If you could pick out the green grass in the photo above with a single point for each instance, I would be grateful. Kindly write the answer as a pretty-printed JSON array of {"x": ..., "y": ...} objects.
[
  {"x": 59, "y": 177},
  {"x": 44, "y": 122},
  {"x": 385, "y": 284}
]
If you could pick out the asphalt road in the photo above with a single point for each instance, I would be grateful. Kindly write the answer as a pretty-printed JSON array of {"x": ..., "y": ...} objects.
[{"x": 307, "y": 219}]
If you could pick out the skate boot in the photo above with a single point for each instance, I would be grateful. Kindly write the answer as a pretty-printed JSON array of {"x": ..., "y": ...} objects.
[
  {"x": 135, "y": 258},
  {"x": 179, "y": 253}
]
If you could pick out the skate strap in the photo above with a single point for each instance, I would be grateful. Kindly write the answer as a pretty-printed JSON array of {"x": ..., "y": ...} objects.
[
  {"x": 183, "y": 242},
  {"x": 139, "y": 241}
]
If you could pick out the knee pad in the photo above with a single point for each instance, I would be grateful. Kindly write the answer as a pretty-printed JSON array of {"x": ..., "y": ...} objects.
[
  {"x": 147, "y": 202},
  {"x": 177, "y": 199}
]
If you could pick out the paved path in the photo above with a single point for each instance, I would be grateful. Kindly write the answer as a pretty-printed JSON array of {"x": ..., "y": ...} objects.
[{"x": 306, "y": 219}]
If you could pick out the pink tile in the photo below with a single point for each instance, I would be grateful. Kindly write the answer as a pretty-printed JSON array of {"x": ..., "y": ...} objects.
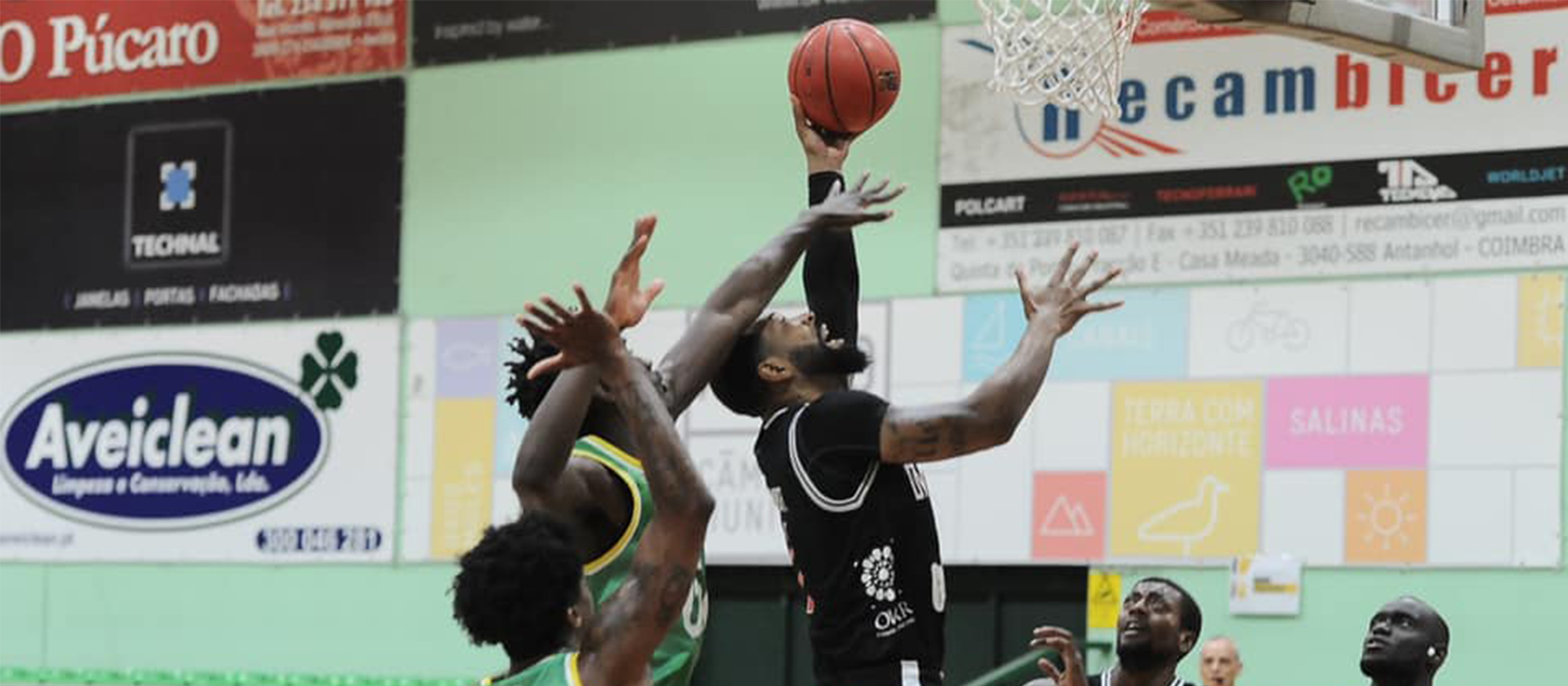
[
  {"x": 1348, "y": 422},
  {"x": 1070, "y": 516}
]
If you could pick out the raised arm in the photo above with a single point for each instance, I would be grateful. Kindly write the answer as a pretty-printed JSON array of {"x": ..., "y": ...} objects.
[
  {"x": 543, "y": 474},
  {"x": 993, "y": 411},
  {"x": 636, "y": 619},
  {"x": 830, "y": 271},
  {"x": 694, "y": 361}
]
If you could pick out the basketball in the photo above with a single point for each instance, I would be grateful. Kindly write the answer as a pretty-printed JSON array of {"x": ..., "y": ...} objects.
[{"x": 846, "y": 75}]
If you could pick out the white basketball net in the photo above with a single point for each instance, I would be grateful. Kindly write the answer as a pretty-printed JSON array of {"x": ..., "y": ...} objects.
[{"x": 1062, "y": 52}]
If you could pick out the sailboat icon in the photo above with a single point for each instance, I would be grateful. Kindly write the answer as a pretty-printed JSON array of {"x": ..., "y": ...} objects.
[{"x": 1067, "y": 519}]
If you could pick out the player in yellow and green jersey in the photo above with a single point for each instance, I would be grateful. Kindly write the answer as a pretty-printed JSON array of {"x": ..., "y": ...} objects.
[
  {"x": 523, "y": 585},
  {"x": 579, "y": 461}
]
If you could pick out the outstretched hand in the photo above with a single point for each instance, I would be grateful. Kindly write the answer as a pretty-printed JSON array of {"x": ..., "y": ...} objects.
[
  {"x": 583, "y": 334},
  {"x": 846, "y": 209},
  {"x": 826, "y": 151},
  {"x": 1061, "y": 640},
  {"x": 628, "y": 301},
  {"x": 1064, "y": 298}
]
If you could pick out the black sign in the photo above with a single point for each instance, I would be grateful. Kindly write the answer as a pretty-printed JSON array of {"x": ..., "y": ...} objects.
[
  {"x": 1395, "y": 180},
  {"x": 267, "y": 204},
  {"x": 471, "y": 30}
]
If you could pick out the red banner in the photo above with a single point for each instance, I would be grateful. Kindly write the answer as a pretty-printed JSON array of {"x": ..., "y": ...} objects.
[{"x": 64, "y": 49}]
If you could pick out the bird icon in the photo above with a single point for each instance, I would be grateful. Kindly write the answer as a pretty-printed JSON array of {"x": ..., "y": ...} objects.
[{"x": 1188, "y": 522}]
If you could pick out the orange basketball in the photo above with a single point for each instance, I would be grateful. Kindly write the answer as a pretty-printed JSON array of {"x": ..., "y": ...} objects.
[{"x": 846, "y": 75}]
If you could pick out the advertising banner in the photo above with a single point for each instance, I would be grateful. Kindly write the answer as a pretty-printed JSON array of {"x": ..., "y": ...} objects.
□ □ □
Given instruction: Every line of text is to be repeated exactly; pictures are left out.

The solution:
If you could pick out the green grass in the photo above with a single point for each instance, I would be grateful. Kindly write the answer as a pretty-printed JSON array of {"x": ..., "y": ...} objects.
[
  {"x": 59, "y": 177},
  {"x": 44, "y": 122},
  {"x": 385, "y": 284}
]
If you could pick out the asphalt road in the photo above with a single point for each instance, I would be grateful. Kindly write the answer as a pretty-printed JSON array of {"x": ..., "y": ...} objects.
[{"x": 307, "y": 219}]
If you could pick out the skate boot in the photo above with a single point for each instance, I would be grateful. Kindly write the answer as a pretty-printed JSON array of {"x": ..., "y": ...} objects.
[
  {"x": 135, "y": 258},
  {"x": 179, "y": 253}
]
If you could pick out the skate strap in the photo above with a single point for each instance, I would be grateful. Kindly write the answer as a pretty-printed JSON array of {"x": ..., "y": ...} objects.
[
  {"x": 183, "y": 242},
  {"x": 139, "y": 241}
]
If you could pick out the knee pad in the photo above with a single point for each instance, I would be grateful. Kindly write the answer as a pretty-printed JSON array of {"x": ..., "y": ...} objects.
[
  {"x": 147, "y": 202},
  {"x": 177, "y": 199}
]
If you could pick out the paved path in the photo above with a single point for each instance, I would be grateful. Kindly write the answer as a pretty-printed JSON array of {"x": ..., "y": ...} objects.
[{"x": 306, "y": 219}]
If you could pick out the pink tile in the photo below with a single point for each instance, I would be grateful. Kindly write the answer as a pretty-printed JSON array of {"x": ..., "y": ...} objects.
[
  {"x": 1348, "y": 422},
  {"x": 1070, "y": 516}
]
If you could pick out the raised arm in the photo above with a single point for each instance, I would be grateful. Kindly write the answer as a pretty-printed JSON array of {"x": ..., "y": ...} objects.
[
  {"x": 543, "y": 474},
  {"x": 993, "y": 411},
  {"x": 636, "y": 619},
  {"x": 830, "y": 271},
  {"x": 694, "y": 361}
]
If you could pick out the basketball in the photo above with a single point for each instance, I would be grateful. Kindly write the answer as a pretty-printed JSON array of {"x": ..., "y": ...} objects.
[{"x": 846, "y": 75}]
If you could pick out the white basketball net in the photo above with a single point for each instance, I would be grateful. Kindly write the answer as a pretty-printed JSON array of {"x": ..., "y": ...} objects.
[{"x": 1062, "y": 52}]
If you could pick out the sailboat icon in the photo above with a single point for each instance, I would be grateful. Kindly write the answer as a pretty-printed JSON array of {"x": ..., "y": ...} objects.
[{"x": 1067, "y": 519}]
If you could pick out the player in yellow and green jersey in the photo above with a single point for each instance, I would be grateful. Kindly write the answer as a pretty-printed JSON array of {"x": ..., "y": ...} objects.
[
  {"x": 523, "y": 585},
  {"x": 579, "y": 461}
]
If you could pick out the outstretched hand in the photo above with a single point for each instance, I would be grateful. Kindly write the answer as a pretty-printed JSON array of {"x": ..., "y": ...} objects.
[
  {"x": 583, "y": 334},
  {"x": 846, "y": 209},
  {"x": 826, "y": 151},
  {"x": 1061, "y": 640},
  {"x": 628, "y": 301},
  {"x": 1064, "y": 298}
]
If you could pick out the black sign in the photo above with a single point for each instance, I would be grateful. Kindly write the answer as a pretty-printed JSON array of {"x": ..., "y": ...} objects.
[
  {"x": 1395, "y": 180},
  {"x": 267, "y": 204},
  {"x": 471, "y": 30}
]
If you could pick out the red banner in the photo above with a single point for each instance, I would be grateful. Kindly write the answer as a pretty-printed JSON array of {"x": ..., "y": ...} objects.
[{"x": 64, "y": 49}]
If you could pick out the bird icon in the photo above with a single point for each instance, I would be grateful. Kindly write the answer as a pretty-printed JSON array of {"x": ..., "y": ...} objects.
[{"x": 1188, "y": 522}]
If you could pick out the orange basketball in the photo above with a single point for each instance, I would be grateful. Kindly write the answer as a pretty-printed JSON array of {"x": ..., "y": ...} objects.
[{"x": 846, "y": 75}]
If you could pick out the advertising banner in the photo above with a single point for each instance, I would be grateful. Kindly write the answer as a pretty-printed JSON array of {"x": ..., "y": ...} objects.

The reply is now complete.